→ RECORDS SHOWN:
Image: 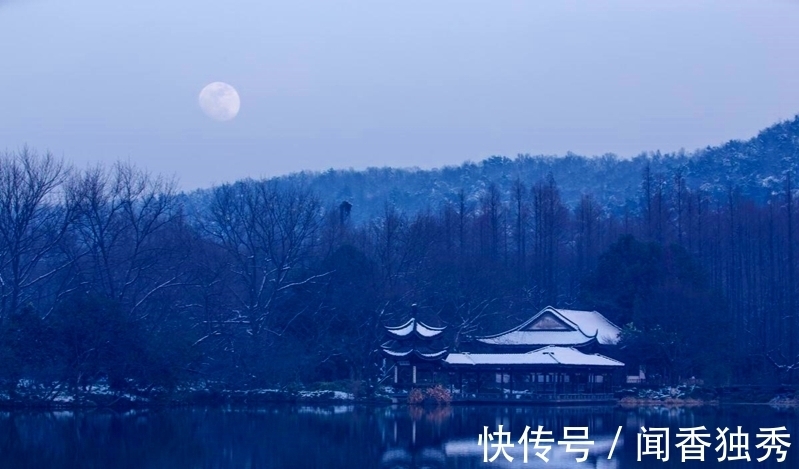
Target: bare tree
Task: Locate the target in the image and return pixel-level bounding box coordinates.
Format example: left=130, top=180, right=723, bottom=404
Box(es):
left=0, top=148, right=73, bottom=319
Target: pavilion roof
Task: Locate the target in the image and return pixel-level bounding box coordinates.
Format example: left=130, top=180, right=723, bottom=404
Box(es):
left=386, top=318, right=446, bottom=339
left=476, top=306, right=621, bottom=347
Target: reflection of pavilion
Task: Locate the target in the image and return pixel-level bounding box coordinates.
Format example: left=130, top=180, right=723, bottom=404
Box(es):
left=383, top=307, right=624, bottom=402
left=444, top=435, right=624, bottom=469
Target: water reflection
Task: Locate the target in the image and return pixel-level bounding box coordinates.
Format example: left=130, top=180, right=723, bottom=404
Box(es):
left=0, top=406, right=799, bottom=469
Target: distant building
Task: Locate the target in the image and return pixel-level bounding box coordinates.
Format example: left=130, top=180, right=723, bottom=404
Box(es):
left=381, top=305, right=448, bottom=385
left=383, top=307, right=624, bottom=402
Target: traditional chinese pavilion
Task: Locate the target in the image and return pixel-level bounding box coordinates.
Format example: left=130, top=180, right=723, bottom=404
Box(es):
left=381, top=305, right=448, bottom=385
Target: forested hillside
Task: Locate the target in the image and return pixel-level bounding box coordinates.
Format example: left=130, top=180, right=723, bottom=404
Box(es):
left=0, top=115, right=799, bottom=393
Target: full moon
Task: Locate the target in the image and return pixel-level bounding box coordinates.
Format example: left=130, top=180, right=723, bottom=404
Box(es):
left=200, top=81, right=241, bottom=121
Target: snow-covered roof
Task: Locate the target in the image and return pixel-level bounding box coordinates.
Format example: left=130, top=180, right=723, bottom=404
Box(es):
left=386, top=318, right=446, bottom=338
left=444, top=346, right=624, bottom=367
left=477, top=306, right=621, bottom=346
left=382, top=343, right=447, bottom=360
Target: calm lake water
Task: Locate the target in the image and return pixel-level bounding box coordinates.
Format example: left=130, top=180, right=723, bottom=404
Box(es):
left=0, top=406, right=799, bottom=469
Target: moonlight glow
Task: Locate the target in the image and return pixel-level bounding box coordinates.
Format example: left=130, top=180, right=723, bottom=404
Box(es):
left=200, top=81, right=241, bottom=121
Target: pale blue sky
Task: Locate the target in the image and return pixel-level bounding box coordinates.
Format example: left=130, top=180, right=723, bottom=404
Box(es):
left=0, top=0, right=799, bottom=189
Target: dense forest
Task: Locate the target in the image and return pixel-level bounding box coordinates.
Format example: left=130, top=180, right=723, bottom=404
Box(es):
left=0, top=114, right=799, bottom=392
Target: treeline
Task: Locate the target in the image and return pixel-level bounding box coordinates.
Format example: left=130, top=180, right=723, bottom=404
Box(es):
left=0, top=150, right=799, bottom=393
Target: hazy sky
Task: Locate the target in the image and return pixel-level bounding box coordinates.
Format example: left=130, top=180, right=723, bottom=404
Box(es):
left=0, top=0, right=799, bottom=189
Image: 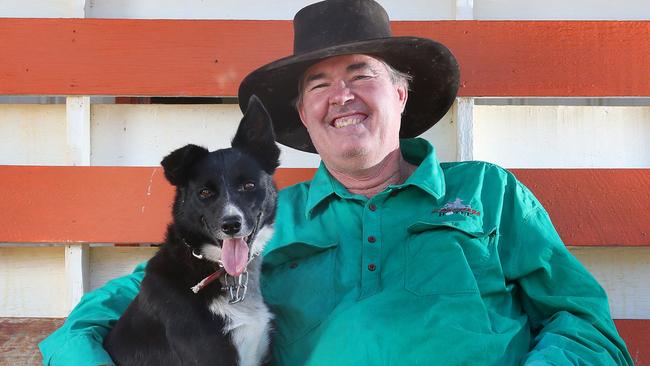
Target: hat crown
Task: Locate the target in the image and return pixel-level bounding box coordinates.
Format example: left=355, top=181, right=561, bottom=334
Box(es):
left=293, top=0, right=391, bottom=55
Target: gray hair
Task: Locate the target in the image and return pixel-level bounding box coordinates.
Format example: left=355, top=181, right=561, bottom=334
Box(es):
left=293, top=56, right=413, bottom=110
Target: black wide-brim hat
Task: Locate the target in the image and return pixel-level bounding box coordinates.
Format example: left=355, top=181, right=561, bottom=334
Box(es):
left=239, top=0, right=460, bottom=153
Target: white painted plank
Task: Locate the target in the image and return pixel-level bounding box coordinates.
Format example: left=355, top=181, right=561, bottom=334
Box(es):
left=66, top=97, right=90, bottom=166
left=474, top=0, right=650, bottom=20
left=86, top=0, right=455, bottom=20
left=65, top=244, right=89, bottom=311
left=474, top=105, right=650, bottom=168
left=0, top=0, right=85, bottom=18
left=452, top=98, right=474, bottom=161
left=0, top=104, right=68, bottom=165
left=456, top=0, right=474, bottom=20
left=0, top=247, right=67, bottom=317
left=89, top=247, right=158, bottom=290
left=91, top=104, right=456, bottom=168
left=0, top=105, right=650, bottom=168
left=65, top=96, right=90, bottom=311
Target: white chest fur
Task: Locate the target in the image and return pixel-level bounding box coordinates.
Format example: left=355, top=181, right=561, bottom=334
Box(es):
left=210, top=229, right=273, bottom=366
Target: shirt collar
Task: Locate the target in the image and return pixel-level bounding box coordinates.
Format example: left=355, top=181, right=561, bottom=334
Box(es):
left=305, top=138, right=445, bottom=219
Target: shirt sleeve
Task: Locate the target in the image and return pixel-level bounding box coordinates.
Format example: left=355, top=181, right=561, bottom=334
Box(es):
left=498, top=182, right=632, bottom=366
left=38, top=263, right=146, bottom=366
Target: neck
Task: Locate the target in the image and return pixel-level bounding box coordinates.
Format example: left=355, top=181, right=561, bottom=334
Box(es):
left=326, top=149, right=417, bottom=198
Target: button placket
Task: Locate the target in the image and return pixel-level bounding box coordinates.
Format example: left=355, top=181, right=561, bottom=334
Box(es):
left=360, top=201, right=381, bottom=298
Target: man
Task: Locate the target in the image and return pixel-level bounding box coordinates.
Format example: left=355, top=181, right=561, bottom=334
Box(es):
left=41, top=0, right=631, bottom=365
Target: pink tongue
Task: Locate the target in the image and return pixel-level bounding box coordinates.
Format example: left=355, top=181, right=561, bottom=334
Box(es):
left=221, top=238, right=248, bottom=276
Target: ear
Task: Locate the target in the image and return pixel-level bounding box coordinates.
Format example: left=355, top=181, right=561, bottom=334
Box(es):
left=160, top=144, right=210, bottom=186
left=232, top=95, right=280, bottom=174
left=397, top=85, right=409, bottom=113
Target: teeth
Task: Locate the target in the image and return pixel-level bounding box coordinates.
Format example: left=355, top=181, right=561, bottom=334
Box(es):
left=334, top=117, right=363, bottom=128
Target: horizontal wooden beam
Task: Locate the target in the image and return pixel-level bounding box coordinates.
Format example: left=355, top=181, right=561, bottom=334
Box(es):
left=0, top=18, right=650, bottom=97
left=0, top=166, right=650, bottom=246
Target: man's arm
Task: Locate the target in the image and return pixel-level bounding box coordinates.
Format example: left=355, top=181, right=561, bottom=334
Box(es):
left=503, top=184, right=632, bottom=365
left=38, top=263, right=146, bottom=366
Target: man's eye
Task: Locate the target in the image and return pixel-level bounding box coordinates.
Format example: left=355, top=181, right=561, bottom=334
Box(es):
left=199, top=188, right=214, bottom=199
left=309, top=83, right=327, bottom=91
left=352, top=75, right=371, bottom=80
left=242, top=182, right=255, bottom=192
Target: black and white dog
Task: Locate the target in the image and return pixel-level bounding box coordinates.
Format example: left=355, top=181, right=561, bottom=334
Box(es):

→ YOUR TASK: All records must be output exactly as they are, except for the pictures, which are left out.

→ RESPONSE TO THIS EXERCISE:
Image: 
Target: bare tree
Task: Locate the target in the image and return pixel-level bounding box coordinates.
Format example: left=130, top=180, right=723, bottom=404
Box(es):
left=0, top=148, right=73, bottom=319
Target: pavilion roof
Task: Locate the target in the image and return pixel-level bounding box coordinates.
Format example: left=130, top=180, right=723, bottom=404
Box(es):
left=386, top=318, right=446, bottom=339
left=476, top=306, right=621, bottom=347
Target: reflection of pavilion
Task: Locate the target in the image and return pixel-level bounding box coordinates.
Format example: left=130, top=180, right=723, bottom=404
Box(es):
left=383, top=307, right=624, bottom=402
left=444, top=435, right=624, bottom=469
Target: water reflection
Task: Locate the target in the image and return pixel-level bounding box coordinates.
Format example: left=130, top=180, right=723, bottom=404
Box(es):
left=0, top=406, right=799, bottom=469
Target: distant building
Task: Locate the target in the image and return pixel-level bounding box coordinates.
Format example: left=130, top=180, right=723, bottom=404
Box(es):
left=381, top=305, right=448, bottom=385
left=383, top=307, right=624, bottom=402
Target: traditional chinese pavilion
Task: Locate the target in the image and return pixel-level bounding box coordinates.
Format example: left=130, top=180, right=723, bottom=404
Box(es):
left=381, top=305, right=448, bottom=385
Target: forested hillside
Task: Locate the target in the image and return pixel-level bounding box coordinates.
Format example: left=130, top=180, right=723, bottom=404
Box(es):
left=0, top=115, right=799, bottom=393
Target: full moon
Task: Locate the target in the image and return pixel-level bounding box coordinates.
Format example: left=130, top=180, right=723, bottom=404
Box(es):
left=200, top=81, right=241, bottom=121
Target: snow-covered roof
Task: Locate the target in the image and return pixel-level bounding box coordinates.
Format example: left=130, top=180, right=723, bottom=404
Box(es):
left=386, top=318, right=446, bottom=338
left=444, top=346, right=624, bottom=367
left=477, top=306, right=621, bottom=346
left=382, top=343, right=447, bottom=360
Target: calm lake water
Task: Locate the target in the image and return pixel-level bounding box coordinates.
Format example: left=130, top=180, right=723, bottom=404
Box(es):
left=0, top=406, right=799, bottom=469
Target: moonlight glow
Task: Locate the target in the image and return pixel-level bounding box coordinates.
Format example: left=130, top=180, right=723, bottom=404
Box(es):
left=200, top=81, right=241, bottom=121
Target: pale blue sky
Task: Locate the target in the image and return pixel-level bounding box coordinates.
Format example: left=130, top=180, right=723, bottom=404
Box(es):
left=0, top=0, right=799, bottom=189
Target: dense forest
Task: Locate the target in the image and return pixel-level bounding box coordinates.
Format example: left=130, top=180, right=723, bottom=404
Box(es):
left=0, top=114, right=799, bottom=392
Target: treeline
Task: Locate the target in the image and return pixel-level bounding box coordinates.
Format example: left=130, top=180, right=723, bottom=404
Box(es):
left=0, top=150, right=799, bottom=393
Target: hazy sky
Task: Locate the target in the image and return pixel-level bounding box coordinates.
Format example: left=130, top=180, right=723, bottom=404
Box(es):
left=0, top=0, right=799, bottom=189
Image: 
Target: hat crown
Task: Locate the target in the image and return pixel-level bounding box coordinates.
Format example: left=355, top=181, right=561, bottom=334
Box(es):
left=293, top=0, right=391, bottom=55
Target: gray hair
Task: Locate the target in the image and return pixel-level bounding box coordinates.
Format example: left=355, top=181, right=561, bottom=334
Box(es):
left=293, top=56, right=413, bottom=110
Target: black wide-brim hat
Task: Locate the target in the image and return pixel-level bounding box coordinates.
Format example: left=355, top=181, right=561, bottom=334
Box(es):
left=239, top=0, right=460, bottom=153
Target: white painted plank
Task: Locate the target in the image and return pixel-level bounding box coordinates.
Format example: left=355, top=181, right=561, bottom=334
Box(es):
left=66, top=97, right=90, bottom=166
left=474, top=0, right=650, bottom=20
left=86, top=0, right=455, bottom=20
left=65, top=244, right=89, bottom=311
left=474, top=105, right=650, bottom=168
left=0, top=0, right=85, bottom=18
left=452, top=98, right=474, bottom=161
left=0, top=104, right=68, bottom=165
left=456, top=0, right=474, bottom=20
left=0, top=247, right=67, bottom=317
left=89, top=247, right=158, bottom=290
left=91, top=104, right=456, bottom=168
left=0, top=105, right=650, bottom=168
left=65, top=96, right=90, bottom=311
Target: white chest fur
Task: Locate the target in the image and return pixel-level bounding box coordinates.
Format example: left=355, top=181, right=561, bottom=334
Box(es):
left=210, top=229, right=273, bottom=366
Target: shirt collar
Task: Locate the target in the image and return pixel-level bounding box coordinates.
Format example: left=355, top=181, right=561, bottom=334
Box(es):
left=305, top=138, right=445, bottom=219
Target: shirt sleeve
Task: Locate the target in the image and return pixel-level bounding box coordinates.
Format example: left=355, top=181, right=561, bottom=334
Box(es):
left=498, top=182, right=632, bottom=366
left=38, top=263, right=146, bottom=366
Target: neck
Task: Locate the target in the image and return pixel-level bounding box coordinates.
Format example: left=355, top=181, right=561, bottom=334
Box(es):
left=326, top=149, right=417, bottom=198
Target: button placket
Task: Locate the target in the image and return pixel-level bounding box coordinates.
Format example: left=355, top=181, right=561, bottom=334
Box(es):
left=360, top=201, right=381, bottom=298
Target: man
Task: Locate the target in the image and return pixel-level bounding box coordinates.
Format example: left=355, top=181, right=561, bottom=334
Box(es):
left=41, top=0, right=631, bottom=365
Target: pink tongue
Task: Locate the target in the image and return pixel-level bounding box coordinates.
Format example: left=355, top=181, right=561, bottom=334
Box(es):
left=221, top=238, right=248, bottom=276
Target: ear
Task: Locate the target in the image and return pixel-level bounding box coordinates.
Format example: left=355, top=181, right=561, bottom=334
Box(es):
left=160, top=144, right=210, bottom=186
left=232, top=95, right=280, bottom=174
left=397, top=85, right=409, bottom=113
Target: teeth
Task: Locate the target in the image and return pixel-level bounding box coordinates.
Format example: left=355, top=181, right=561, bottom=334
Box(es):
left=334, top=117, right=363, bottom=128
Target: horizontal wooden beam
Task: Locate the target in the image and return pixel-level bounding box coordinates.
Format example: left=355, top=181, right=561, bottom=334
Box(es):
left=0, top=18, right=650, bottom=97
left=0, top=166, right=650, bottom=246
Target: man's arm
Task: Locate the target in the image and return pixel-level bounding box coordinates.
Format example: left=355, top=181, right=561, bottom=334
Box(es):
left=503, top=184, right=632, bottom=365
left=38, top=263, right=146, bottom=366
Target: man's eye
Task: Locate the target in the image and return pixel-level bounding box coordinates.
Format example: left=355, top=181, right=561, bottom=334
Box(es):
left=199, top=188, right=214, bottom=199
left=309, top=83, right=327, bottom=91
left=352, top=75, right=371, bottom=80
left=242, top=182, right=255, bottom=192
Target: black and white dog
Task: Locate the target in the image and return pixel-level bounding box coordinates.
Format example: left=355, top=181, right=561, bottom=334
Box(es):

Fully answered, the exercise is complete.